Labeling and segmentation data:
[start]
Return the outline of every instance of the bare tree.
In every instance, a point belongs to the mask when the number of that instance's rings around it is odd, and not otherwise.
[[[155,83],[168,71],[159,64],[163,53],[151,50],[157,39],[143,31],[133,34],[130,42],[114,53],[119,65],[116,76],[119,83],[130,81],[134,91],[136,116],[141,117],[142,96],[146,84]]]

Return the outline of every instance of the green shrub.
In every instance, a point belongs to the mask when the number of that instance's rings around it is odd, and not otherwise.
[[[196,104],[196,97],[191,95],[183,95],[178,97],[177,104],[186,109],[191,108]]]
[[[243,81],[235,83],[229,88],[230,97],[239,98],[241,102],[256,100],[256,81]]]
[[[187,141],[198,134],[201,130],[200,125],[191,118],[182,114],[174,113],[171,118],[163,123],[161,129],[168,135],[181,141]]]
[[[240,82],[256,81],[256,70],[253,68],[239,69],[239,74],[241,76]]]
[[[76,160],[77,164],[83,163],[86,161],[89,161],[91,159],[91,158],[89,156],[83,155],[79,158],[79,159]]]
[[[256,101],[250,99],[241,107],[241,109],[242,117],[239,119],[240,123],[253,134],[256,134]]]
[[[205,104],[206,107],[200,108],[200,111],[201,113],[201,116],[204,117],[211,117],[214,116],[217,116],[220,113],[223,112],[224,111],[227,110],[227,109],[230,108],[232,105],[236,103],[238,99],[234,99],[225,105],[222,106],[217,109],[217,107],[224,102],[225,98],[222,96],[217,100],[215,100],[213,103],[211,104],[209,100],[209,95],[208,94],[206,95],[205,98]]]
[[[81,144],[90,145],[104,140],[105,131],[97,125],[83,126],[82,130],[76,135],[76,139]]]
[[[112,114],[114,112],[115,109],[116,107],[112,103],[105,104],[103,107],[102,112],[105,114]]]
[end]
# [Direction]
Copy out all of the data above word for word, leaving nothing out.

# [Solved problem]
Return the outline of every instance of the bare tree.
In every instance, a point belongs to the mask when the number of that instance's rings around it is odd, and not otherwise.
[[[155,83],[168,71],[159,64],[163,53],[151,50],[157,39],[143,31],[133,34],[130,42],[114,53],[119,65],[116,76],[119,83],[130,81],[134,91],[136,116],[141,117],[142,96],[146,84]]]

Return the outline of every instance of the green shrub.
In every instance, a point belongs to the mask when the number of that instance's rings around it is odd, and not otherwise.
[[[196,104],[196,97],[191,95],[183,95],[178,97],[177,104],[186,109],[191,108]]]
[[[243,81],[235,83],[229,88],[230,97],[239,98],[241,102],[256,100],[256,81]]]
[[[187,141],[198,134],[201,130],[200,125],[191,118],[182,114],[174,113],[171,118],[163,123],[161,129],[168,135],[181,141]]]
[[[240,82],[256,81],[256,70],[253,68],[239,69],[239,74],[241,76]]]
[[[76,160],[77,164],[83,163],[86,161],[89,161],[91,159],[91,158],[89,156],[83,155],[79,158],[79,159]]]
[[[256,101],[250,99],[241,107],[241,109],[242,117],[239,119],[240,123],[253,134],[256,134]]]
[[[205,104],[206,107],[200,108],[200,111],[201,113],[201,116],[204,117],[211,117],[214,116],[217,116],[220,113],[223,112],[224,111],[227,110],[227,109],[230,108],[232,105],[236,103],[238,99],[234,99],[225,105],[222,106],[217,109],[217,107],[224,102],[225,98],[222,96],[217,100],[215,100],[213,103],[211,104],[209,100],[209,95],[208,94],[206,95],[205,98]]]
[[[81,144],[90,145],[104,140],[105,131],[97,125],[83,126],[82,130],[76,135],[76,139]]]
[[[112,114],[114,112],[115,109],[116,107],[112,103],[105,104],[103,107],[102,112],[105,114]]]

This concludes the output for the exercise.